→ **TO DO**: Copy the lines below word for word, from the line containing "of the pale" through the end of the records. Leave the pictures out of your copy.
--- BEGIN LISTED RECORDS ---
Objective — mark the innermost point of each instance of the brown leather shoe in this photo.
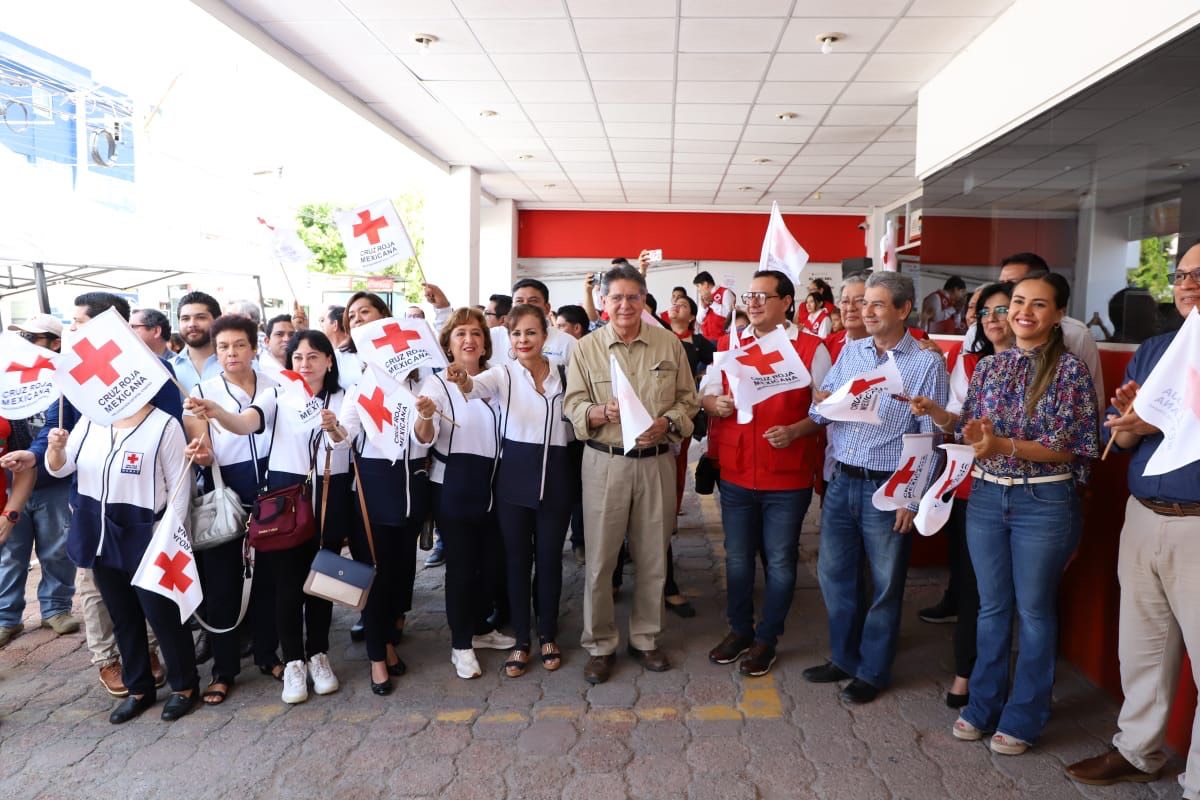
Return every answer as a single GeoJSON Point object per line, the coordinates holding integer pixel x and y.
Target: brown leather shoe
{"type": "Point", "coordinates": [111, 679]}
{"type": "Point", "coordinates": [160, 674]}
{"type": "Point", "coordinates": [653, 660]}
{"type": "Point", "coordinates": [598, 668]}
{"type": "Point", "coordinates": [1108, 769]}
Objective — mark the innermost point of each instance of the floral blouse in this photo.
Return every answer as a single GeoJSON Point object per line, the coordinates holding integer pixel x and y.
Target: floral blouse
{"type": "Point", "coordinates": [1066, 419]}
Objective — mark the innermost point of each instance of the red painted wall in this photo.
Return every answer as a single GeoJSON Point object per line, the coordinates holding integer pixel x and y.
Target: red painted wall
{"type": "Point", "coordinates": [681, 234]}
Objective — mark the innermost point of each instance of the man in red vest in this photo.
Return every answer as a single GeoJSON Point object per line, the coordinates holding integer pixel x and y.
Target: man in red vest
{"type": "Point", "coordinates": [768, 468]}
{"type": "Point", "coordinates": [715, 306]}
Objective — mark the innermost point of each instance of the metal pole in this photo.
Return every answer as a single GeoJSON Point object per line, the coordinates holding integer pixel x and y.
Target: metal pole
{"type": "Point", "coordinates": [43, 296]}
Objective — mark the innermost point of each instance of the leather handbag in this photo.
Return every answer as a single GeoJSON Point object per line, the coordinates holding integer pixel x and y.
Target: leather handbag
{"type": "Point", "coordinates": [283, 518]}
{"type": "Point", "coordinates": [219, 516]}
{"type": "Point", "coordinates": [335, 577]}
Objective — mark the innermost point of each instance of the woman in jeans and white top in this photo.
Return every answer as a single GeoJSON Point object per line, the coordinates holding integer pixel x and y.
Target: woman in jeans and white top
{"type": "Point", "coordinates": [466, 447]}
{"type": "Point", "coordinates": [1031, 416]}
{"type": "Point", "coordinates": [533, 486]}
{"type": "Point", "coordinates": [295, 453]}
{"type": "Point", "coordinates": [243, 464]}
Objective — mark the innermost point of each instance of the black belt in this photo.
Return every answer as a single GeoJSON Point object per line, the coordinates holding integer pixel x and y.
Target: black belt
{"type": "Point", "coordinates": [862, 473]}
{"type": "Point", "coordinates": [1171, 509]}
{"type": "Point", "coordinates": [646, 452]}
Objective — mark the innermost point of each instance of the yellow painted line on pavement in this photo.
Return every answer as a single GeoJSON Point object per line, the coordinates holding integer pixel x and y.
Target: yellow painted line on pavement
{"type": "Point", "coordinates": [761, 699]}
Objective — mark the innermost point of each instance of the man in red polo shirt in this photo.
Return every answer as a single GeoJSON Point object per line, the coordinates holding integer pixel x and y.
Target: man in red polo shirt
{"type": "Point", "coordinates": [768, 468]}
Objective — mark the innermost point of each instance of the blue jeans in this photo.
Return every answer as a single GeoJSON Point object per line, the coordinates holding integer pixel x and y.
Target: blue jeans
{"type": "Point", "coordinates": [863, 630]}
{"type": "Point", "coordinates": [42, 524]}
{"type": "Point", "coordinates": [768, 522]}
{"type": "Point", "coordinates": [1020, 537]}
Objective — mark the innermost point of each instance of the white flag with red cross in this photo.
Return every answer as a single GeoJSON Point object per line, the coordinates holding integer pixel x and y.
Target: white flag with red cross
{"type": "Point", "coordinates": [375, 238]}
{"type": "Point", "coordinates": [858, 400]}
{"type": "Point", "coordinates": [1170, 400]}
{"type": "Point", "coordinates": [907, 483]}
{"type": "Point", "coordinates": [106, 371]}
{"type": "Point", "coordinates": [935, 506]}
{"type": "Point", "coordinates": [388, 411]}
{"type": "Point", "coordinates": [168, 566]}
{"type": "Point", "coordinates": [780, 251]}
{"type": "Point", "coordinates": [762, 367]}
{"type": "Point", "coordinates": [888, 248]}
{"type": "Point", "coordinates": [294, 391]}
{"type": "Point", "coordinates": [27, 383]}
{"type": "Point", "coordinates": [399, 346]}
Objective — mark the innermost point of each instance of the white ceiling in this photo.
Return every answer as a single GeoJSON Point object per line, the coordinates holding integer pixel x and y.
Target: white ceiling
{"type": "Point", "coordinates": [645, 102]}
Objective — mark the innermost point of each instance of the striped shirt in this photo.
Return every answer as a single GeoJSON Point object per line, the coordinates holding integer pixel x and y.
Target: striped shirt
{"type": "Point", "coordinates": [879, 446]}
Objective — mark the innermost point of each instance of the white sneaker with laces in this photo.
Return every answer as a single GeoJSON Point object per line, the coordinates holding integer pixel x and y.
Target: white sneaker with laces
{"type": "Point", "coordinates": [324, 681]}
{"type": "Point", "coordinates": [295, 681]}
{"type": "Point", "coordinates": [493, 641]}
{"type": "Point", "coordinates": [466, 663]}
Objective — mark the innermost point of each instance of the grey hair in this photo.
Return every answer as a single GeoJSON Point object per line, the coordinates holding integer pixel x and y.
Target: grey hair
{"type": "Point", "coordinates": [622, 274]}
{"type": "Point", "coordinates": [899, 286]}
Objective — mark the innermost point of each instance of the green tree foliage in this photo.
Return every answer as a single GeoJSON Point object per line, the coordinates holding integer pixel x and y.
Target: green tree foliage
{"type": "Point", "coordinates": [316, 226]}
{"type": "Point", "coordinates": [1152, 268]}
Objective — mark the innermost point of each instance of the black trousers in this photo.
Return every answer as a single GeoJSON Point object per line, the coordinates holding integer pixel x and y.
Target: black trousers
{"type": "Point", "coordinates": [474, 553]}
{"type": "Point", "coordinates": [298, 614]}
{"type": "Point", "coordinates": [529, 535]}
{"type": "Point", "coordinates": [131, 608]}
{"type": "Point", "coordinates": [966, 590]}
{"type": "Point", "coordinates": [391, 594]}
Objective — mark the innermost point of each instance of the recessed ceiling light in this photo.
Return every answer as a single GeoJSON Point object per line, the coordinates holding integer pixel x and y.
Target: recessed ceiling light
{"type": "Point", "coordinates": [828, 40]}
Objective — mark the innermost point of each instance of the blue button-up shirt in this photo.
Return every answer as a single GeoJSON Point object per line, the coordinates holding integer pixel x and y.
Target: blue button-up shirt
{"type": "Point", "coordinates": [186, 371]}
{"type": "Point", "coordinates": [1181, 485]}
{"type": "Point", "coordinates": [879, 446]}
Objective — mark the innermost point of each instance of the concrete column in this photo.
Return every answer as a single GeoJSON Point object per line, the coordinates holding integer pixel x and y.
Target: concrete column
{"type": "Point", "coordinates": [453, 238]}
{"type": "Point", "coordinates": [497, 247]}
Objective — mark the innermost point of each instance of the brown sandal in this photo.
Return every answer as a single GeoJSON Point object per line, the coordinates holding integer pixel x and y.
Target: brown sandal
{"type": "Point", "coordinates": [551, 656]}
{"type": "Point", "coordinates": [517, 662]}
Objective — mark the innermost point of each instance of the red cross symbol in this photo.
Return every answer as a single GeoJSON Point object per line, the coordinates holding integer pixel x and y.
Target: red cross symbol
{"type": "Point", "coordinates": [173, 578]}
{"type": "Point", "coordinates": [901, 477]}
{"type": "Point", "coordinates": [759, 360]}
{"type": "Point", "coordinates": [376, 409]}
{"type": "Point", "coordinates": [297, 378]}
{"type": "Point", "coordinates": [862, 385]}
{"type": "Point", "coordinates": [370, 227]}
{"type": "Point", "coordinates": [29, 374]}
{"type": "Point", "coordinates": [95, 364]}
{"type": "Point", "coordinates": [395, 336]}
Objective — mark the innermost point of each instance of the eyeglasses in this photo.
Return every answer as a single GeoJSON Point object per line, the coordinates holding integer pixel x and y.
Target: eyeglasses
{"type": "Point", "coordinates": [756, 298]}
{"type": "Point", "coordinates": [617, 299]}
{"type": "Point", "coordinates": [1179, 277]}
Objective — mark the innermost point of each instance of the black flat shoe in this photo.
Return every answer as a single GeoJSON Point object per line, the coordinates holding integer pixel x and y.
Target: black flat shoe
{"type": "Point", "coordinates": [179, 704]}
{"type": "Point", "coordinates": [131, 707]}
{"type": "Point", "coordinates": [858, 692]}
{"type": "Point", "coordinates": [958, 701]}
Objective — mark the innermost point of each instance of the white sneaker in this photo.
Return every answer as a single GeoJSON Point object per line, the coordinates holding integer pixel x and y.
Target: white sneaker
{"type": "Point", "coordinates": [493, 641]}
{"type": "Point", "coordinates": [324, 681]}
{"type": "Point", "coordinates": [295, 681]}
{"type": "Point", "coordinates": [466, 663]}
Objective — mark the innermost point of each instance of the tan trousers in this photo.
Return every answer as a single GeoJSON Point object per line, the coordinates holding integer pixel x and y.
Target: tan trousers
{"type": "Point", "coordinates": [635, 497]}
{"type": "Point", "coordinates": [97, 625]}
{"type": "Point", "coordinates": [1159, 617]}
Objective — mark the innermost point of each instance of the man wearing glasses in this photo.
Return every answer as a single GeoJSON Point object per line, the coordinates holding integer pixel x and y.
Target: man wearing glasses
{"type": "Point", "coordinates": [628, 491]}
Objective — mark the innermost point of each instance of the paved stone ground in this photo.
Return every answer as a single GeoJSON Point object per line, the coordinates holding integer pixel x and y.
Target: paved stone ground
{"type": "Point", "coordinates": [699, 731]}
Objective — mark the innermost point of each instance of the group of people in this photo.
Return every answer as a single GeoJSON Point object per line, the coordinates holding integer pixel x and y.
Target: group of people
{"type": "Point", "coordinates": [520, 439]}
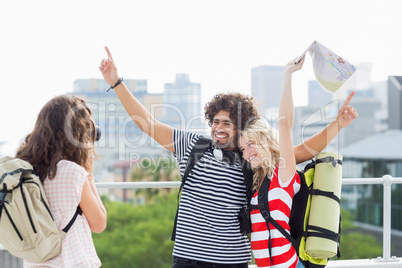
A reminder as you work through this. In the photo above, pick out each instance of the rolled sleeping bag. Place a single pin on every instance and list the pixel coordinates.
(322, 242)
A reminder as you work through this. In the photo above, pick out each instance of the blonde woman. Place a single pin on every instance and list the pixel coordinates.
(274, 159)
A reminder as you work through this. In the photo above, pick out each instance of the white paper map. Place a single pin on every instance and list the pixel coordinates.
(330, 70)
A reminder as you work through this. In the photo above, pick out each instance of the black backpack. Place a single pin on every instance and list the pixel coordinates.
(200, 147)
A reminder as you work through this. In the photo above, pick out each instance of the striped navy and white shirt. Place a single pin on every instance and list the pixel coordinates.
(207, 225)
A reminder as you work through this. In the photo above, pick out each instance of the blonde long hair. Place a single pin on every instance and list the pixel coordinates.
(266, 143)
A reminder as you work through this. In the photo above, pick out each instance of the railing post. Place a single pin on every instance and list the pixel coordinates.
(386, 251)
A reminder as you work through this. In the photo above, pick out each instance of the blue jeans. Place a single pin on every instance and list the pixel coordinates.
(299, 264)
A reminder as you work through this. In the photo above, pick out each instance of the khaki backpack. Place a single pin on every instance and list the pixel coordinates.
(27, 228)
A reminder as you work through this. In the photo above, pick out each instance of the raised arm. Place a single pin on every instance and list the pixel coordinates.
(315, 144)
(160, 132)
(287, 162)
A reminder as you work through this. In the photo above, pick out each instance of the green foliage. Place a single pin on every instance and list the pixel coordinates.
(138, 236)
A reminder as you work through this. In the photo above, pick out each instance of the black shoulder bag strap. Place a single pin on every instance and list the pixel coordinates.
(78, 211)
(200, 147)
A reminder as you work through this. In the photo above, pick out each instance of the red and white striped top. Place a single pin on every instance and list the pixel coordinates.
(280, 199)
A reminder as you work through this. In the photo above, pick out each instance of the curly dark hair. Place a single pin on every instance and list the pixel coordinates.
(63, 130)
(241, 108)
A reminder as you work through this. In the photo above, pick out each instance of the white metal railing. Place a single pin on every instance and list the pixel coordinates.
(387, 181)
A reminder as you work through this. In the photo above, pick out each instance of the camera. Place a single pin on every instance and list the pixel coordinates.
(98, 133)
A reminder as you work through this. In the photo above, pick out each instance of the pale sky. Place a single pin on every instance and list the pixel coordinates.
(46, 45)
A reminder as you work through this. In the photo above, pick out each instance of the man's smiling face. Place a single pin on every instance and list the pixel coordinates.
(223, 131)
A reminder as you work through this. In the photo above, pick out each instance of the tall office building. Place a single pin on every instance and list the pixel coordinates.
(182, 104)
(266, 86)
(395, 102)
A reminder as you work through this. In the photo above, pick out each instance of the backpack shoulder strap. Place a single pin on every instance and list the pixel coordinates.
(198, 150)
(68, 226)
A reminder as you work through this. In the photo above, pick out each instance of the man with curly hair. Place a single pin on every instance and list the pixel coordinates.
(207, 230)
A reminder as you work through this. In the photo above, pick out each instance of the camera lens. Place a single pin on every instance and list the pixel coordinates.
(98, 133)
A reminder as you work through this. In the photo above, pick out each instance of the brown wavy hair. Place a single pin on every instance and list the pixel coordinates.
(241, 108)
(63, 130)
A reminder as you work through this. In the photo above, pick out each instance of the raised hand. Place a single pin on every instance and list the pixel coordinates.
(346, 113)
(292, 67)
(108, 69)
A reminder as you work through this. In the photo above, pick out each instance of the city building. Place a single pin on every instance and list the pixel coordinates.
(373, 157)
(395, 102)
(121, 139)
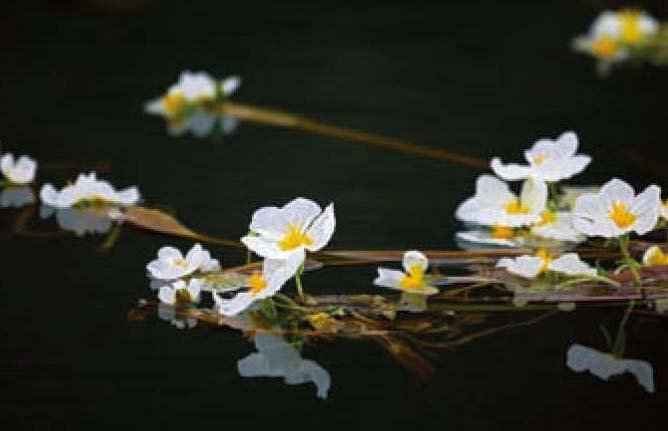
--- END LISTED RECORDS ---
→ **OUTPUT BELOW**:
A reminder as you work through this. In the photo above, pick out each instance of the pale sky. Place a single pin on every instance and list the pixel coordinates.
(46, 45)
A reminder as you work through this. In the photo above, pick out each instance of the man's smiling face. Place a single pin on every instance and list the pixel coordinates.
(223, 131)
A reminder as you work through this. In the photo above, pick out each instance of the tall office building. Place a single pin on every instance and list the pixel coordinates.
(182, 104)
(266, 86)
(395, 102)
A reminder as you work through this. In the photo above, pick out each instance of the backpack shoulder strap. Place a single pin on every instance and list the pixel coordinates.
(198, 150)
(68, 226)
A reminder as you work through this. In the photo above, pick out each instance of the man with curly hair. Place a single pin on every instance and list the pixel coordinates.
(207, 230)
A reminder as you work through this. In the photo above, pick out each instance of the camera lens. Place a single pin on every instance and list the pixel coordinates.
(98, 133)
A reminder as you work through this. In the photo above, pick out each instance of the brown wavy hair. Place a single pin on every instance and list the pixel coordinates.
(241, 108)
(63, 130)
A reminder as you work through this. In the photo above, pick out each instance of the raised hand. Place a single pin on every instance and list the pixel coordinates.
(346, 113)
(292, 67)
(108, 69)
A reminder as you work through this. In the photo above, pick out each instance of the city building. Place a single pin on every instance and list the pixel coordinates.
(373, 157)
(395, 102)
(121, 139)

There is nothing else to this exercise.